[Document extract]
# GUYS!!! How do I stop him from pulling away



## pickles2009 (May 5, 2009)

Hi! Since I have your attention, I'd like to ask for your help. Let me lay down a little track for you. 

I am in love with the most amazing man on the face of the planet. Yeah, you know those stories we read as little girls while we're wearing our fairy princess outfits, and there are horses castles and all that good stuff? You know the story.... the one that through our adult life we pretty much figure out through trial and error is just a bunch of crap.... well I'm living proof that it's not. I've got Mr Perfect right here. Well, ok.... almost Mr. Perfect or I wouldn't be on here would I? To give him credit where credit is due, this is likely all about me and my inefficiencies. I'm not perfect and I don't expect him to be. We've been living together a year. It was a world wind romance, we we're living together in a month and that was after 3 weeks of my staying over every night. He really and truly is my soul mate. 

So here is the problem. Or what I think is the problem. We're both very busy professional people. On top of that, he is a semi professional musician and all of our free time is spent traveling for gigs rehearsals, etc. So.... we really don't have any down time. When we first got together we talked openly, and we still do for the most part. He has an ex girlfriend who he shares custody of the dogs with. I knew about it going into the relationship and honestly, I don't care about this aspect. We aren't home a lot and there are kids from her first marriage that love the dogs, etc. I'm fine with that aspect. What I'm not fine with and what I've been pushing on is two, ok three, things. 

#1 she has a key to the house and comes into my home to pick up and drop off the dogs. 

#2 They've been apart for close to three years now and she still has a bunch of her personal belonging stored here which I have to look at every day

#3 We are planning to start a family, actively attempting to get pregnant, in July of this year.

[Supplied records]
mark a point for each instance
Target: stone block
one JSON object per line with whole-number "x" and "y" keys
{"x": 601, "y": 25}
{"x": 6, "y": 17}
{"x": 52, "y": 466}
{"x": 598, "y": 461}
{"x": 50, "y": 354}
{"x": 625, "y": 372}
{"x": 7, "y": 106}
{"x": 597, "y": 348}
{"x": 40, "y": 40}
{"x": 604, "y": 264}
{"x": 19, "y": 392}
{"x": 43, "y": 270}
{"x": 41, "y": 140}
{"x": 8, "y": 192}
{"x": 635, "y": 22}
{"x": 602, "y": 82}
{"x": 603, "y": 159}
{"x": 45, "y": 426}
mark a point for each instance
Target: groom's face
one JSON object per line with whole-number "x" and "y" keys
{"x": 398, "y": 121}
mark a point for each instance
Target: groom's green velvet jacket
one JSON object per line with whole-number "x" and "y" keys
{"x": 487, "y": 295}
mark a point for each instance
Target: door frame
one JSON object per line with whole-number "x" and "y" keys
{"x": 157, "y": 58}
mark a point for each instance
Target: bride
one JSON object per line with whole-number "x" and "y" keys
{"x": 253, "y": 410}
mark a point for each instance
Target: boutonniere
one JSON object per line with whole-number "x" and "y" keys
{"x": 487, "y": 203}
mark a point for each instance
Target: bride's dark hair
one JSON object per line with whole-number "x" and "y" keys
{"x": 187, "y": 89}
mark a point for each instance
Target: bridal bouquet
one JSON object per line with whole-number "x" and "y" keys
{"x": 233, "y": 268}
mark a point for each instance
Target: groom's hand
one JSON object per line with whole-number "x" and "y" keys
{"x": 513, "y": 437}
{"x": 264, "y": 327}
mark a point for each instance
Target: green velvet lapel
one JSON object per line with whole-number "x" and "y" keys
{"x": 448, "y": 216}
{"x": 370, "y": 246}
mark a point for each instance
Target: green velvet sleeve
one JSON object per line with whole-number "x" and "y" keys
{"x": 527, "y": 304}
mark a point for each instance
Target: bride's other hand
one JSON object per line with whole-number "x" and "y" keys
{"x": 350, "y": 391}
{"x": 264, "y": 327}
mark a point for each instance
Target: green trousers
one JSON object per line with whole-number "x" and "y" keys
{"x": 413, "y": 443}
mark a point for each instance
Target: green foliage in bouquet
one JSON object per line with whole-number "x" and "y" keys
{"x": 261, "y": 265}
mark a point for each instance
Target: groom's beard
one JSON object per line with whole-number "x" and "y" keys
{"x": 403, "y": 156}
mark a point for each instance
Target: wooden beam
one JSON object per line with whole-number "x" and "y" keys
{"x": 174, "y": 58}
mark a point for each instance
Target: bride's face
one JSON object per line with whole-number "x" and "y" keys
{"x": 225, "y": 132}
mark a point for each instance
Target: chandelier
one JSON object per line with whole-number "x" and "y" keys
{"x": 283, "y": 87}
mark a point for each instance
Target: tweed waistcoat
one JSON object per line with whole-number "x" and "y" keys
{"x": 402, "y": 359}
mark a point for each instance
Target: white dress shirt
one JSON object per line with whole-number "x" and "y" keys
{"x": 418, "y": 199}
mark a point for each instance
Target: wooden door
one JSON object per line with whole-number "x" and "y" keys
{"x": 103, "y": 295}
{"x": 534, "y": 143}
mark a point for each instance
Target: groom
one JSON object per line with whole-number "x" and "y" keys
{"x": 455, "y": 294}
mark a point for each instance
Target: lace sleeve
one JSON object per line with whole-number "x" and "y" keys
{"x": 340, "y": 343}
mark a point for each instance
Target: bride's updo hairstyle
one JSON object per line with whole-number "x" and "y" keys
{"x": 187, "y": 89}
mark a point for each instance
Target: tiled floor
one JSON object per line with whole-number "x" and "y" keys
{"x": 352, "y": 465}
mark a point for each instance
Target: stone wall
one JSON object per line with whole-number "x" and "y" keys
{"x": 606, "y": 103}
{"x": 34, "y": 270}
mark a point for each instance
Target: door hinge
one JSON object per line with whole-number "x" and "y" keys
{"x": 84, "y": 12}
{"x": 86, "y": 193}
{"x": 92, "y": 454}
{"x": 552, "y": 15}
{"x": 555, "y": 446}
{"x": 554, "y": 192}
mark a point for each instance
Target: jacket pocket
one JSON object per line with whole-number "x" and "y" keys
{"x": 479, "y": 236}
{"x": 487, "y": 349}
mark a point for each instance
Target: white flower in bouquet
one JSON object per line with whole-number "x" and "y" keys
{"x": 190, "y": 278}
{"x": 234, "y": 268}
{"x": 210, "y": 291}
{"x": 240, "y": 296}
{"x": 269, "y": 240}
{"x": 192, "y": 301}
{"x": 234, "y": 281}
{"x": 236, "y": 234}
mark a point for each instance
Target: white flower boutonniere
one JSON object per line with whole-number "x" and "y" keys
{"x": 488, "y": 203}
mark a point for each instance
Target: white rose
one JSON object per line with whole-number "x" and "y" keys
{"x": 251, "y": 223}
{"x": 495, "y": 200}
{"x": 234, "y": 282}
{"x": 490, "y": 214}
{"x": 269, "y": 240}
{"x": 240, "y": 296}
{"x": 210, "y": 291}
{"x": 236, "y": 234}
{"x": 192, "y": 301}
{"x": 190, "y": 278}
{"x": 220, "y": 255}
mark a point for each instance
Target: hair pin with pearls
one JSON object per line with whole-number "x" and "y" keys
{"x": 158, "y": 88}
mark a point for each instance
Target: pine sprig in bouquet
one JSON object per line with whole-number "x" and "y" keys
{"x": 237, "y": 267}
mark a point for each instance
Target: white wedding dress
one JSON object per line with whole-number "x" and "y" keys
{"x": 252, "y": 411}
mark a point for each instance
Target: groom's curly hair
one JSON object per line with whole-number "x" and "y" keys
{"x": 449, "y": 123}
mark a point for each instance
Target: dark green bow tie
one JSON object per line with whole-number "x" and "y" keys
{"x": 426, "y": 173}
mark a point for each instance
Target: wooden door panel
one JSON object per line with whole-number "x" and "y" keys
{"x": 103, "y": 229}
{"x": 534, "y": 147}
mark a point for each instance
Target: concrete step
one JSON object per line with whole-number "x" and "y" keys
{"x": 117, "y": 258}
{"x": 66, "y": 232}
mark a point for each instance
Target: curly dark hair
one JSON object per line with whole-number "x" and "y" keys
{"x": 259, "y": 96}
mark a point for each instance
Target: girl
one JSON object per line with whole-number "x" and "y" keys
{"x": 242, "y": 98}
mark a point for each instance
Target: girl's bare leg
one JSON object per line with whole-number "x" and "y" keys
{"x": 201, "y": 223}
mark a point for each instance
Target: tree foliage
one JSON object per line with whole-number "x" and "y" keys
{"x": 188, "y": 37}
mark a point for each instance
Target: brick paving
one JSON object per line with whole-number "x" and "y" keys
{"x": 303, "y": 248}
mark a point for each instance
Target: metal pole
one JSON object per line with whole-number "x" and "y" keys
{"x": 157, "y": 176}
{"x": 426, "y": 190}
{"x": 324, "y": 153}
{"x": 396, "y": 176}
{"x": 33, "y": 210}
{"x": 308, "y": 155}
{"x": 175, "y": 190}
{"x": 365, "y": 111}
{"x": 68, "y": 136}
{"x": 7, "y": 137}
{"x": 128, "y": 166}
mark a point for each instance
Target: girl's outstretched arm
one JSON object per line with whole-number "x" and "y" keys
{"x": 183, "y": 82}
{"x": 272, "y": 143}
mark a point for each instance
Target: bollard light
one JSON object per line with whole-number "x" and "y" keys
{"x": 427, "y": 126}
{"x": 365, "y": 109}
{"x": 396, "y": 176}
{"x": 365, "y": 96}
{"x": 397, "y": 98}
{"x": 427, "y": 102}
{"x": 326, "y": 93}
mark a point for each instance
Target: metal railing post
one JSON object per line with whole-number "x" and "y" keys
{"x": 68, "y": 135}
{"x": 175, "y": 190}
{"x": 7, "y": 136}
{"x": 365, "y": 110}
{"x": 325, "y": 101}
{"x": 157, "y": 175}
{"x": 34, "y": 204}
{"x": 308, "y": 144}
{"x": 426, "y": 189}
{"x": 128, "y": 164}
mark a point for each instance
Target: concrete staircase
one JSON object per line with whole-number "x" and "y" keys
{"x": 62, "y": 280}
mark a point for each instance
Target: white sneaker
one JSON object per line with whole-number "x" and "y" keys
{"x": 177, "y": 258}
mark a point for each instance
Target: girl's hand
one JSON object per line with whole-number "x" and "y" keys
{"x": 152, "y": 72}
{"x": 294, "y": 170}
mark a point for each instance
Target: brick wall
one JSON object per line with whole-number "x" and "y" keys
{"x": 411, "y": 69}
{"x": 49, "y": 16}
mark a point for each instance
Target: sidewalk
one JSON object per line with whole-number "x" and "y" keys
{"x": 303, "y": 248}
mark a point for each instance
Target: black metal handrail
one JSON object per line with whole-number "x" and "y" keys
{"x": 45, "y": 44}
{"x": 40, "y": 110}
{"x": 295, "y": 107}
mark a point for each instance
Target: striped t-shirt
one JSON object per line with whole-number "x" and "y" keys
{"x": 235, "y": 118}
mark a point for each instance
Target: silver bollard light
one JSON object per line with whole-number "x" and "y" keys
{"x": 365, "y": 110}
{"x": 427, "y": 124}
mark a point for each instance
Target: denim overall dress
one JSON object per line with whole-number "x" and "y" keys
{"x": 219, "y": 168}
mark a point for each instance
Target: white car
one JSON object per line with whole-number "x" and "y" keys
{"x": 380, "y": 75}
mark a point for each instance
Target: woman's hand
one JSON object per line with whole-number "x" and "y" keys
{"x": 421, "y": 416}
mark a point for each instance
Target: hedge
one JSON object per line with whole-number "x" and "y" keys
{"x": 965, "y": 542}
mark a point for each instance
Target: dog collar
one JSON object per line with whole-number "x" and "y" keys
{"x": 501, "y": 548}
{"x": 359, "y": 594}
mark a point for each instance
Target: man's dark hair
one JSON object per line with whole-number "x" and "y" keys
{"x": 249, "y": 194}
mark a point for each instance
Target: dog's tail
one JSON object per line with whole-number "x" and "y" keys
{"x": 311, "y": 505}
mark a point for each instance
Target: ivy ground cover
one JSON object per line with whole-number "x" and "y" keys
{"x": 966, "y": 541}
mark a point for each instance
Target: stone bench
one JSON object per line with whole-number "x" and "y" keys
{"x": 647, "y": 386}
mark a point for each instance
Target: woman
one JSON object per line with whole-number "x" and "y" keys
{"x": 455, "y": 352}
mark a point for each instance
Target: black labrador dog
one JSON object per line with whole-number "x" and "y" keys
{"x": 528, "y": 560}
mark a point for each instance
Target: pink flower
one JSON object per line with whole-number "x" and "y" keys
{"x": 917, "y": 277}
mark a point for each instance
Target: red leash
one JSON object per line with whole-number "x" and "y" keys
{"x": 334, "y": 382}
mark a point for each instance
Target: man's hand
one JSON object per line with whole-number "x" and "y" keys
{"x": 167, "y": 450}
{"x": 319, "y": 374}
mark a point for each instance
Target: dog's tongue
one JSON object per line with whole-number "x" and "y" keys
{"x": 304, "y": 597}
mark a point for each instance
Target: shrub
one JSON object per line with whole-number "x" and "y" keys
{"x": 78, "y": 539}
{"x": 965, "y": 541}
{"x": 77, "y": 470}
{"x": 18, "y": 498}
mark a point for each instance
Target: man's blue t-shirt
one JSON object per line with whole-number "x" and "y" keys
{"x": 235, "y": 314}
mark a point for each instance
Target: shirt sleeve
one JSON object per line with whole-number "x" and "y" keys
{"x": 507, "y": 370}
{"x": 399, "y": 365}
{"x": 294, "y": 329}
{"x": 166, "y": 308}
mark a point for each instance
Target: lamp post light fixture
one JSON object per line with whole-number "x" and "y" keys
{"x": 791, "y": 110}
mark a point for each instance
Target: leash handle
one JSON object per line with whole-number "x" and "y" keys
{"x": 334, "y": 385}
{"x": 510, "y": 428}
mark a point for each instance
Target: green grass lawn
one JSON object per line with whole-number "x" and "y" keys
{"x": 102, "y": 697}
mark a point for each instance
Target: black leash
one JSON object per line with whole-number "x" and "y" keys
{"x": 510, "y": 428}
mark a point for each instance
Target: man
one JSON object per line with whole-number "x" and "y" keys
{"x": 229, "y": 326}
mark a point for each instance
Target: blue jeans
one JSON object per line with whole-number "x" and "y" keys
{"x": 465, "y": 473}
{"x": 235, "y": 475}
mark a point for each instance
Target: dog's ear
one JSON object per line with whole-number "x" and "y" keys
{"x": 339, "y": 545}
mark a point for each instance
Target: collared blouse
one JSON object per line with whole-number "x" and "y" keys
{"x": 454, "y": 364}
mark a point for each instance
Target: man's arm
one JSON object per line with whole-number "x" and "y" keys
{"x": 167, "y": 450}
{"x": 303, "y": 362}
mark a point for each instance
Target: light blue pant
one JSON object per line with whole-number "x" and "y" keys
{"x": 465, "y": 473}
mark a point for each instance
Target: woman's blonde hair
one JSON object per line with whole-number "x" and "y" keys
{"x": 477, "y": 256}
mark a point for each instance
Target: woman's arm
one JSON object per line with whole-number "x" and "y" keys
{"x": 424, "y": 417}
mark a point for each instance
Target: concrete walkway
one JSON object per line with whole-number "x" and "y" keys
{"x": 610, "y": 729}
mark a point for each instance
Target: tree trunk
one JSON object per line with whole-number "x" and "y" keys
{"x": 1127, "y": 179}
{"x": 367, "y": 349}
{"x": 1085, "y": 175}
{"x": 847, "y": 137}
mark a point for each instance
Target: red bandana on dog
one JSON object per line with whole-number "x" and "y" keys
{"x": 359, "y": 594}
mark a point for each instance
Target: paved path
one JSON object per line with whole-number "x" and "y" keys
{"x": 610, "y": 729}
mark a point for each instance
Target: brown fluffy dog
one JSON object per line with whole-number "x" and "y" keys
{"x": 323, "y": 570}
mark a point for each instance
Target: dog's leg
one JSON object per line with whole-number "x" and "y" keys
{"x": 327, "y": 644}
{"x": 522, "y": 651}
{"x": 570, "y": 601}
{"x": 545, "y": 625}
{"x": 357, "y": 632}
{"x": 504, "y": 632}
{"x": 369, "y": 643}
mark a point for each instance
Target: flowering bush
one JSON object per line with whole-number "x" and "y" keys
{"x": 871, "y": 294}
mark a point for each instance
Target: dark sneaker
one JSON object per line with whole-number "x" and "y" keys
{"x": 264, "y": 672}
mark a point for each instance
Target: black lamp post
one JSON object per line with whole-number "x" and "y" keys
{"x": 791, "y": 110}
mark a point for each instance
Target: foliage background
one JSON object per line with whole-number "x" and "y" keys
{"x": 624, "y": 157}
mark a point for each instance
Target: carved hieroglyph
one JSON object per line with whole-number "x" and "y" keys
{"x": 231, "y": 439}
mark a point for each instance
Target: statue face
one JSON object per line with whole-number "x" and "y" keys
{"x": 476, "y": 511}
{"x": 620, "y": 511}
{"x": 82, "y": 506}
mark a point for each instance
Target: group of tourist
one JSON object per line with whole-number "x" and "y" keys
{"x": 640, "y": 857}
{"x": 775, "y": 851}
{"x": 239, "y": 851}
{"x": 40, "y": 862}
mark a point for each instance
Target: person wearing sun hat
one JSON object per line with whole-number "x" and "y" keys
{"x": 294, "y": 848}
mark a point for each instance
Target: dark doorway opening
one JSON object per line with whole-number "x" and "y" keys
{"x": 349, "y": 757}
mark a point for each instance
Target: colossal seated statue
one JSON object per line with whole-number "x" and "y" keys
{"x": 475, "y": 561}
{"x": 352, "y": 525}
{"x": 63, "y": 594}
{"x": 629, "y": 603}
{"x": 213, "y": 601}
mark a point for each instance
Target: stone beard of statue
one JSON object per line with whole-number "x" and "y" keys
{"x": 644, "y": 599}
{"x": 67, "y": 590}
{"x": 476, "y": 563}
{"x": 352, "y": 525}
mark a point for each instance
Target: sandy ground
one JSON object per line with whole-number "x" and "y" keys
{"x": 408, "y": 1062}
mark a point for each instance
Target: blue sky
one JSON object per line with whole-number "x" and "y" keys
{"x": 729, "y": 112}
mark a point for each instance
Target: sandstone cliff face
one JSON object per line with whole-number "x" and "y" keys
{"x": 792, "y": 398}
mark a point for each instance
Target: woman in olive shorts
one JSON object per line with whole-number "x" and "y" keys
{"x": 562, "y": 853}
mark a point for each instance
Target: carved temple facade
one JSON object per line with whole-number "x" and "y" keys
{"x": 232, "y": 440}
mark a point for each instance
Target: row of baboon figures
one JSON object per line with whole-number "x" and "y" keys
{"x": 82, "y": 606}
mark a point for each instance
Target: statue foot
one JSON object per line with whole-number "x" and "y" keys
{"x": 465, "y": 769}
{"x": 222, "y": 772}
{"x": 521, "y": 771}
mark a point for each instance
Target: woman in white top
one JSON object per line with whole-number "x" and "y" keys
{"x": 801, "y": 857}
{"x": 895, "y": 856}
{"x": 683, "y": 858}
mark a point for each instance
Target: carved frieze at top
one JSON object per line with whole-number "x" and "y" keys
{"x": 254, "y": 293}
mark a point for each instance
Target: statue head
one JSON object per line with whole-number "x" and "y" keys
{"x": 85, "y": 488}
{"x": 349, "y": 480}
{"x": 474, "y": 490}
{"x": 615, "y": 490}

[Written exercise A]
Update everything from "# GUYS!!! How" down to "track for you." in the forum post, changing "attention" to "time".
[Written exercise B]
According to the forum post, how long have the boyfriend and his ex-girlfriend been apart?

[Correct result A]
# GUYS!!! How do I stop him from pulling away



## pickles2009 (May 5, 2009)

Hi! Since I have your time, I'd like to ask for your help. Let me lay down a little track for you.

[Correct result B]
Close to three years.